▸ WHAT YOU HAVE TO DO:
Please filter the records below, copying in full every line that contains the string "background". Matching is case-sensitive.

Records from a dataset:
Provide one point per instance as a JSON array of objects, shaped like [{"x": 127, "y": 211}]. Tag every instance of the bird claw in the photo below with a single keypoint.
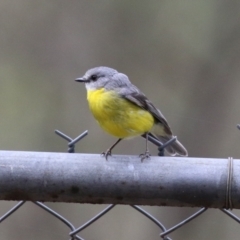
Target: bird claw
[
  {"x": 145, "y": 155},
  {"x": 106, "y": 154}
]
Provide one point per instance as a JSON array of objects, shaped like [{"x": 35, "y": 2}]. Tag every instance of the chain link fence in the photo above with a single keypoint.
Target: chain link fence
[{"x": 164, "y": 232}]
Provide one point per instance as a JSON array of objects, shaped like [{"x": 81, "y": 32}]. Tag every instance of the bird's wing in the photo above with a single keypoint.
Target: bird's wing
[{"x": 141, "y": 100}]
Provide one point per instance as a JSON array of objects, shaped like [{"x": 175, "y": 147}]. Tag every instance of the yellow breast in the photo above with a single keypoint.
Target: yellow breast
[{"x": 118, "y": 116}]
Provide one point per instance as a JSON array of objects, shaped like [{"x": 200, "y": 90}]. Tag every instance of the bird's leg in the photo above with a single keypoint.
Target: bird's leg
[
  {"x": 109, "y": 151},
  {"x": 147, "y": 153}
]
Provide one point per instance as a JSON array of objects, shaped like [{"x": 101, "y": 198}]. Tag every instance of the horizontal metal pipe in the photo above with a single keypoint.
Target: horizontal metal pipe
[{"x": 89, "y": 178}]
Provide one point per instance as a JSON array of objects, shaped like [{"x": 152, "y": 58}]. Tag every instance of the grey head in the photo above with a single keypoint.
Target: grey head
[{"x": 103, "y": 77}]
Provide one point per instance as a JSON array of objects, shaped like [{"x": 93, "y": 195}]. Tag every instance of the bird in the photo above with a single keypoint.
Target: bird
[{"x": 123, "y": 111}]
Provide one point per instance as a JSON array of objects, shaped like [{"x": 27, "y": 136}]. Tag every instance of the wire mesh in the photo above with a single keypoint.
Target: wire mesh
[{"x": 75, "y": 231}]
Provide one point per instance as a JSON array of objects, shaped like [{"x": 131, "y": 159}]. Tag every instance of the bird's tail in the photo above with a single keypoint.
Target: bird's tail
[{"x": 175, "y": 148}]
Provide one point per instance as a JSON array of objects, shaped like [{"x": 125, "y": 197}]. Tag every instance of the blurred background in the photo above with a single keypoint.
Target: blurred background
[{"x": 184, "y": 55}]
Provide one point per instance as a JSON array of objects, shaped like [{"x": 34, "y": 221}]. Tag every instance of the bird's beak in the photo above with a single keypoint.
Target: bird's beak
[{"x": 81, "y": 80}]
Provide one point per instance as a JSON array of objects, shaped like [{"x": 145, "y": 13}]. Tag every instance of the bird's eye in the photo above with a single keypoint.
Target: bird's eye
[{"x": 94, "y": 77}]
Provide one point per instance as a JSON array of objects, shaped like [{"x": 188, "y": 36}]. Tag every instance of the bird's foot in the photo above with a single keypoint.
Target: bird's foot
[
  {"x": 106, "y": 154},
  {"x": 145, "y": 155}
]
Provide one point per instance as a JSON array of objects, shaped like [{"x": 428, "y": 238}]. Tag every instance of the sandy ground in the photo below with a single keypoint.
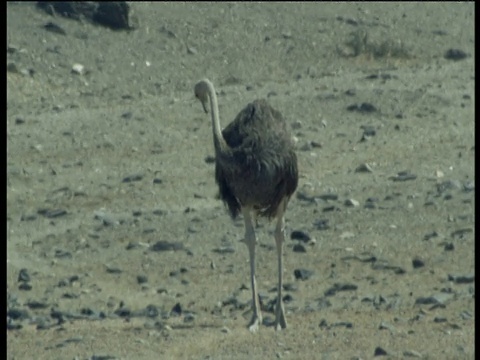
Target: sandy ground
[{"x": 104, "y": 165}]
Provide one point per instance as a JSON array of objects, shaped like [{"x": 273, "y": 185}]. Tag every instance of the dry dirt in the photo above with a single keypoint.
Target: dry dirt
[{"x": 104, "y": 164}]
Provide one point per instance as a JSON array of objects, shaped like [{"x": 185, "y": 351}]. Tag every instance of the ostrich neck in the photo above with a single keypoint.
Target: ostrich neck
[{"x": 218, "y": 140}]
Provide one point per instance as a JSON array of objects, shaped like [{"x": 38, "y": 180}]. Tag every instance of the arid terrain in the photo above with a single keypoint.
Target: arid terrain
[{"x": 117, "y": 246}]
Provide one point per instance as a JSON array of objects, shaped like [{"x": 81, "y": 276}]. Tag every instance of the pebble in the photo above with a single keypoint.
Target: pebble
[
  {"x": 322, "y": 224},
  {"x": 133, "y": 178},
  {"x": 364, "y": 108},
  {"x": 299, "y": 248},
  {"x": 462, "y": 279},
  {"x": 364, "y": 168},
  {"x": 379, "y": 351},
  {"x": 166, "y": 246},
  {"x": 412, "y": 353},
  {"x": 23, "y": 275},
  {"x": 438, "y": 299},
  {"x": 340, "y": 287},
  {"x": 455, "y": 54},
  {"x": 302, "y": 274},
  {"x": 300, "y": 235},
  {"x": 403, "y": 176},
  {"x": 78, "y": 69},
  {"x": 352, "y": 203},
  {"x": 418, "y": 263}
]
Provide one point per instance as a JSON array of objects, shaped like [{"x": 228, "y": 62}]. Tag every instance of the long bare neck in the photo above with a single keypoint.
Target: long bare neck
[{"x": 218, "y": 140}]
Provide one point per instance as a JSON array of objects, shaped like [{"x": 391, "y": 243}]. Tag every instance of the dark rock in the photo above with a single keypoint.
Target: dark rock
[
  {"x": 123, "y": 312},
  {"x": 114, "y": 14},
  {"x": 302, "y": 274},
  {"x": 322, "y": 224},
  {"x": 340, "y": 287},
  {"x": 462, "y": 279},
  {"x": 449, "y": 247},
  {"x": 210, "y": 159},
  {"x": 379, "y": 351},
  {"x": 151, "y": 311},
  {"x": 299, "y": 248},
  {"x": 418, "y": 263},
  {"x": 142, "y": 279},
  {"x": 300, "y": 235},
  {"x": 166, "y": 246},
  {"x": 18, "y": 314},
  {"x": 52, "y": 27},
  {"x": 455, "y": 54},
  {"x": 25, "y": 286},
  {"x": 177, "y": 309},
  {"x": 23, "y": 275},
  {"x": 403, "y": 176},
  {"x": 224, "y": 250},
  {"x": 52, "y": 213},
  {"x": 431, "y": 235},
  {"x": 364, "y": 108},
  {"x": 461, "y": 232},
  {"x": 132, "y": 178}
]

▸ WRITTEN REPLY:
Provide one point per instance as a JSON array of objects, shaped like [{"x": 125, "y": 197}]. Tag every instance of the blurred background in the photo above with a single keypoint.
Target: blurred background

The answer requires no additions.